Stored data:
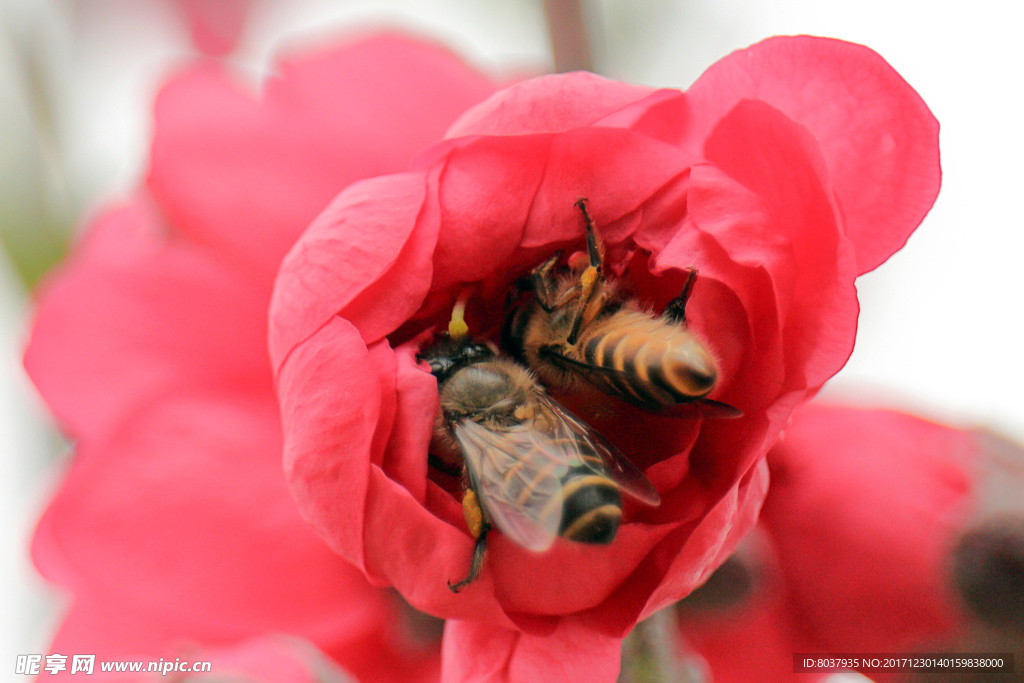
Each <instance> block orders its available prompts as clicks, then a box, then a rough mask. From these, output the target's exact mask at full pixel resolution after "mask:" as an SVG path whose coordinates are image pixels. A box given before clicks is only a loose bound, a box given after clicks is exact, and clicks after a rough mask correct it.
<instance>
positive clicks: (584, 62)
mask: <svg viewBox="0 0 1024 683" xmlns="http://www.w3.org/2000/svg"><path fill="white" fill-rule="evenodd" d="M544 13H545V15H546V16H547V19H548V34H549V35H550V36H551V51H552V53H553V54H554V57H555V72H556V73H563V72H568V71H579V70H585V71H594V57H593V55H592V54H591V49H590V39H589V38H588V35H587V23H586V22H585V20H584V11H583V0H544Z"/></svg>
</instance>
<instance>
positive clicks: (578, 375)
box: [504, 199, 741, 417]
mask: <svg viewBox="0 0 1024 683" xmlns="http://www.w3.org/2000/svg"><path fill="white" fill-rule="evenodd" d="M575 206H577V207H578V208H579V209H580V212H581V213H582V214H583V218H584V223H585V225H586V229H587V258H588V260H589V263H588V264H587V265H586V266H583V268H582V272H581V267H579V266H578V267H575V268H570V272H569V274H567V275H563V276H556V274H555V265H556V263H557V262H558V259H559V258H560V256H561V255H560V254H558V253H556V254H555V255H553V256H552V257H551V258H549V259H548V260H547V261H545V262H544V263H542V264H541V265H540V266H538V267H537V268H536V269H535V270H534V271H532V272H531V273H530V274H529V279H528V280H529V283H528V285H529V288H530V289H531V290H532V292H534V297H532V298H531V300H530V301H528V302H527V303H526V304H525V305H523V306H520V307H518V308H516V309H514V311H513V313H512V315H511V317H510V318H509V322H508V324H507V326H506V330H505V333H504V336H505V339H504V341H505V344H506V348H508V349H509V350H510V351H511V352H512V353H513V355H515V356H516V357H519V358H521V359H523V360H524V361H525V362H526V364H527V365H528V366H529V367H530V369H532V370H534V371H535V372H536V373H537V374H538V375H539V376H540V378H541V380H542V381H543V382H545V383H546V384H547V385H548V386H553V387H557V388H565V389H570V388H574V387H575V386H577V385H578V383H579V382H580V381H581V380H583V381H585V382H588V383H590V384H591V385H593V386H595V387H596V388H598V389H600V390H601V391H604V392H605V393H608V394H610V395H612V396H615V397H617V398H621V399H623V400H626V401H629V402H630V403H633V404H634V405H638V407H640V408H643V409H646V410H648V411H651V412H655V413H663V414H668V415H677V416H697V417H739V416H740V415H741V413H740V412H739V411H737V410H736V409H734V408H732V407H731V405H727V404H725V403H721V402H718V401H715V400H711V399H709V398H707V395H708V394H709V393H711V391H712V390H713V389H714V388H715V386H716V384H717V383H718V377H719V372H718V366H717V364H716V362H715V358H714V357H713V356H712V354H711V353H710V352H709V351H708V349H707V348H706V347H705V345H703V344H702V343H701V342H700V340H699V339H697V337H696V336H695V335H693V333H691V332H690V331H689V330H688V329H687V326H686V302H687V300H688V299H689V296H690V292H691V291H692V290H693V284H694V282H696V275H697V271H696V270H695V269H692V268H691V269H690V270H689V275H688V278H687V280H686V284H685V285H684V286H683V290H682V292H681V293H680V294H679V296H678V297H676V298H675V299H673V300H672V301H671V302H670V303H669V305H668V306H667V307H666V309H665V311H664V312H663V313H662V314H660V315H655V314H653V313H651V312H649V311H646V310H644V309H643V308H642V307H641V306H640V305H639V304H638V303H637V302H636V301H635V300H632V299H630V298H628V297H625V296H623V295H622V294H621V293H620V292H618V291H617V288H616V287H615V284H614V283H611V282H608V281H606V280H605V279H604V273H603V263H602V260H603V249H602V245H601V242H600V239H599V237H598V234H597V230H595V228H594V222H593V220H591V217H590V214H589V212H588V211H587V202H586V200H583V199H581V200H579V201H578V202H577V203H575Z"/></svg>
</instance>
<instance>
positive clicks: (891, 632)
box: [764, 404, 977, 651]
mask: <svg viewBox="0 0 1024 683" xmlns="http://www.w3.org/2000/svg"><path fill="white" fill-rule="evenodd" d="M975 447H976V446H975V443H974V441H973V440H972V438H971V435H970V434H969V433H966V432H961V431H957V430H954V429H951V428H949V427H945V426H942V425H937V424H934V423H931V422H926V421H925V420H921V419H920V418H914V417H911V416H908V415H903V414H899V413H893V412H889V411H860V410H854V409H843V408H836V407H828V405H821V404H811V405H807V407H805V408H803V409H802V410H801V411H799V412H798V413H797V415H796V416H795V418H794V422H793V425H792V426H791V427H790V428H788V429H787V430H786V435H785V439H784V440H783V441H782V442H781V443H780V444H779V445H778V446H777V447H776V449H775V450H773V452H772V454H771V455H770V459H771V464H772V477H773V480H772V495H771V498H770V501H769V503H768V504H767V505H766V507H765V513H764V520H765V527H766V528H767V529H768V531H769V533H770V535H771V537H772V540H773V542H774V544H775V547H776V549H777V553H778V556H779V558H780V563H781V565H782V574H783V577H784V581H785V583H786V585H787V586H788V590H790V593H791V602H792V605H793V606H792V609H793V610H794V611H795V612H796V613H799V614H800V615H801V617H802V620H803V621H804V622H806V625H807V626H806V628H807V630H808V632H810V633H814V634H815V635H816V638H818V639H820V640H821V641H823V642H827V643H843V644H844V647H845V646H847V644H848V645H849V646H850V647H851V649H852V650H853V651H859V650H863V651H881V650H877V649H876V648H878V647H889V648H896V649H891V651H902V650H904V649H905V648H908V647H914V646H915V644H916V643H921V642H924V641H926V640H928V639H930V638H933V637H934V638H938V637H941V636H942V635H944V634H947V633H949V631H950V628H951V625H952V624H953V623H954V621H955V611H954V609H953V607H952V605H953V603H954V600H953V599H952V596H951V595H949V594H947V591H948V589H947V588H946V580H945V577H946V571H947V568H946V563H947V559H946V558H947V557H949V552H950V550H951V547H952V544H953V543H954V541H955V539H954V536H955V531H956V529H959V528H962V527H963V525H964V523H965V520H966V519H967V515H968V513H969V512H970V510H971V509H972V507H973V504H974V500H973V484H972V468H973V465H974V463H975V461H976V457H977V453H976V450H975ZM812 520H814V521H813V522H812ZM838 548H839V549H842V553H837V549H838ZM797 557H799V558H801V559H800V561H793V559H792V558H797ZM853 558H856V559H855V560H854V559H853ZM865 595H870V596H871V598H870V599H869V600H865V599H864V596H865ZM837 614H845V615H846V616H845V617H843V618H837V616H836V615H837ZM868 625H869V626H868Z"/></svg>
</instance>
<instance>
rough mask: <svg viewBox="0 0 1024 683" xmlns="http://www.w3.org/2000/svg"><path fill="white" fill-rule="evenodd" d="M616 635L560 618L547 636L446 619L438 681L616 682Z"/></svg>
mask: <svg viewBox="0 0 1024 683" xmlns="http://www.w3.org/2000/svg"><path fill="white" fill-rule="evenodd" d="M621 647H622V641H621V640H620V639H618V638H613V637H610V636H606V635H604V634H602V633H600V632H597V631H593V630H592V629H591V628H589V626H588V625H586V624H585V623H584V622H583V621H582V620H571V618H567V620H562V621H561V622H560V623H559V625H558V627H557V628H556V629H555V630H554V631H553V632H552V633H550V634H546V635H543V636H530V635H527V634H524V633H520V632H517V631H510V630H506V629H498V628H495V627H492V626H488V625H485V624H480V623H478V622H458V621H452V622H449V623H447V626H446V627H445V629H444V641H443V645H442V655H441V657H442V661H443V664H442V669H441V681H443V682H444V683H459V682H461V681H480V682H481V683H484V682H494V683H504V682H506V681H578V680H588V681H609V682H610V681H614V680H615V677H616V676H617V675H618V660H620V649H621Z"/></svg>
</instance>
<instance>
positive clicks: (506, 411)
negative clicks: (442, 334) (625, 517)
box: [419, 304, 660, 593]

== Instruction ==
Rewrite the items from their start through the line with "box: [504, 199, 741, 417]", renaming every "positive clicks" as "foreground clicks" and changing nothing else. Output only those lines, and omit the picture.

== Response ==
Each <instance> block orders its available prompts as clicks, then a box, then a rough mask. From these, output the target's exact mask at full pixel resolution after "mask:" as an SVG path whose coordinates are image pixels. A box given before clicks is only a loose bound, a box given after clicks is exact, and clicks after a rough mask correct it.
<instance>
foreground clicks: (584, 62)
mask: <svg viewBox="0 0 1024 683" xmlns="http://www.w3.org/2000/svg"><path fill="white" fill-rule="evenodd" d="M544 13H545V15H546V16H547V19H548V34H549V35H550V36H551V51H552V53H553V54H554V57H555V72H556V73H563V72H568V71H579V70H585V71H594V57H593V55H592V54H591V49H590V39H589V38H588V35H587V23H586V22H585V20H584V11H583V0H544Z"/></svg>
</instance>
<instance>
foreground clicks: (578, 375)
box: [504, 199, 741, 417]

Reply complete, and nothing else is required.